**Request:**
Copy out the complete listing, word for word.

**Named object pointing entries:**
**********

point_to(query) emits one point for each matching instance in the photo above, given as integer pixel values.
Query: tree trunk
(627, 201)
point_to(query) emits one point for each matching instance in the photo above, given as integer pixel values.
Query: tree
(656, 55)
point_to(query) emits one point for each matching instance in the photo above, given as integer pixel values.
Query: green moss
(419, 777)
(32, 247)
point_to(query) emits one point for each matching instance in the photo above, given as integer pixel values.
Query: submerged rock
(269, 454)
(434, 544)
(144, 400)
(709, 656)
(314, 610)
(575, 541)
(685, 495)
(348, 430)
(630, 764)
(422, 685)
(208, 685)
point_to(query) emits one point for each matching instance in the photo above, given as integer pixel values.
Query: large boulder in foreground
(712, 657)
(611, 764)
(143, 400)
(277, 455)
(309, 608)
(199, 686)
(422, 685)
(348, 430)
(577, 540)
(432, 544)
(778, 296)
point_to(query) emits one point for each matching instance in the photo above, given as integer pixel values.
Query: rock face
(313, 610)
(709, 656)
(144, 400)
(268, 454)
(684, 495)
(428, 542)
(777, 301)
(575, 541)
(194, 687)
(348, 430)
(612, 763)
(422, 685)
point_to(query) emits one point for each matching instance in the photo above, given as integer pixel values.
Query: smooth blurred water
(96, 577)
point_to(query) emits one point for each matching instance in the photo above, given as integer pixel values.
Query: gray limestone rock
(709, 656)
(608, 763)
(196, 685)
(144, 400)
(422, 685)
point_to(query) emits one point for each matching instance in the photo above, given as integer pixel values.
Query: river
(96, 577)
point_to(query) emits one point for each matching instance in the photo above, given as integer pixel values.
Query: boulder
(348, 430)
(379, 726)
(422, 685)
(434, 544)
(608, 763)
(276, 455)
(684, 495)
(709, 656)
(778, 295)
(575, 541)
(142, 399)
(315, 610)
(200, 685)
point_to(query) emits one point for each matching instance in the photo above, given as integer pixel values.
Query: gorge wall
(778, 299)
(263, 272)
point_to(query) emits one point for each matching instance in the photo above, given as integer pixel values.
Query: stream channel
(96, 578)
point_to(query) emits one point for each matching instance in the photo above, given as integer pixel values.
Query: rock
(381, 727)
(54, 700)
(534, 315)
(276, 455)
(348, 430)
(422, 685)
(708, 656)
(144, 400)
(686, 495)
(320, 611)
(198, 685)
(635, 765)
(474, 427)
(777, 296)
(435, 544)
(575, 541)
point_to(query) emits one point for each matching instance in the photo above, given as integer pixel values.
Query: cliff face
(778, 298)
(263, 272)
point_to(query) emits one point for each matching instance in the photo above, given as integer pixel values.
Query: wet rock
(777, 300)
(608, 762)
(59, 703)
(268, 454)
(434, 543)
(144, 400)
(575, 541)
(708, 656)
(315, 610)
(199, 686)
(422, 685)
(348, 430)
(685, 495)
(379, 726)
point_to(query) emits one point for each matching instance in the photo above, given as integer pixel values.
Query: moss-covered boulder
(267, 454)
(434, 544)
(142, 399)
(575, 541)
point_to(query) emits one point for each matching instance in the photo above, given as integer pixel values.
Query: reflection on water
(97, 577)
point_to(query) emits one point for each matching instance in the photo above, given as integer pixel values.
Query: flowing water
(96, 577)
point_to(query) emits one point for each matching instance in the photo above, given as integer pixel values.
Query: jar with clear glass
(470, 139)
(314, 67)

**********

**Answer to the exercise:**
point_to(query) emits one point for each matching instance in the photo above, given as integer pixel values.
Query: tree trunk
(627, 201)
point_to(query) emits one point for each matching instance in the photo above, given as integer pixel values.
Query: tree
(656, 55)
point_to(query) emits one point for each matching instance in the photo above, given as integer pixel values.
Query: green moss
(419, 777)
(32, 247)
point_to(query) emits one point for each matching instance in the photo above, given as integer pixel values.
Query: submerged rock
(269, 454)
(434, 544)
(144, 400)
(709, 656)
(314, 610)
(575, 541)
(685, 495)
(348, 430)
(630, 764)
(422, 685)
(208, 685)
point_to(query) emits one point for each matching instance in the photo above, given as integer pixel values.
Query: large boulder in foreground
(712, 657)
(611, 764)
(143, 400)
(277, 455)
(309, 608)
(199, 686)
(422, 685)
(348, 430)
(577, 540)
(432, 544)
(778, 296)
point_to(query) emits one point for each matching instance in the photo above, given as integer pixel values.
Query: rock face
(313, 610)
(709, 656)
(144, 400)
(268, 454)
(684, 495)
(428, 542)
(777, 301)
(575, 541)
(194, 687)
(348, 430)
(612, 763)
(422, 685)
point_to(query) emits one point for each matching instance in the photo above, given as integer pixel values.
Query: smooth blurred water
(96, 577)
point_to(query) emits one point for each matching instance in the photo above, given as integer pixel values.
Query: gray limestone rock
(709, 656)
(608, 763)
(196, 685)
(144, 400)
(422, 685)
point_to(query) emits one point for each matching instance in the photo above, given as integer pixel values.
Query: river
(96, 577)
point_to(query) emits one point for each matching instance in the photo above, given as integer pixel values.
Query: boulder
(348, 430)
(379, 726)
(422, 685)
(434, 544)
(608, 763)
(276, 455)
(684, 495)
(709, 656)
(778, 295)
(575, 541)
(142, 399)
(315, 610)
(200, 685)
point_to(query) emits one point for each matching instance in the photo above, given as integer pixel values.
Query: gorge wall
(778, 299)
(263, 272)
point_to(query) emits one point for each matching instance in the photo above, given as integer pixel values.
Query: stream channel
(96, 578)
point_to(query) emits one point for each matching instance in the photo above, given as integer pixel values.
Query: rock
(381, 727)
(54, 700)
(534, 315)
(276, 455)
(348, 430)
(422, 685)
(708, 656)
(144, 400)
(686, 495)
(320, 611)
(198, 685)
(635, 765)
(474, 427)
(777, 296)
(435, 544)
(575, 541)
point_to(query) emits one point for each matching instance in the photo above, given as integer pixel values.
Query: cliff face
(778, 298)
(263, 272)
point_to(query) emits one point for each matching instance in the photo above, given as integer pixel values.
Query: wet rock
(777, 300)
(608, 762)
(59, 703)
(268, 454)
(434, 543)
(144, 400)
(575, 541)
(708, 656)
(315, 610)
(199, 686)
(422, 685)
(348, 430)
(685, 495)
(379, 726)
point_to(query) emits one point for each matching instance in the photo above, given as integer pixel values.
Query: moss-covered boulder
(267, 454)
(434, 544)
(142, 399)
(575, 541)
point_to(query) emits one point for each matching instance in the photo above, given as integer pixel values.
Query: reflection on water
(97, 577)
point_to(query) emits one point for each matching instance in the photo above, given as integer pixel values.
Query: flowing water
(96, 577)
point_to(query) emits one point for each matching instance in the photo above, given as integer pixel values.
Query: jar with clear glass
(470, 139)
(314, 67)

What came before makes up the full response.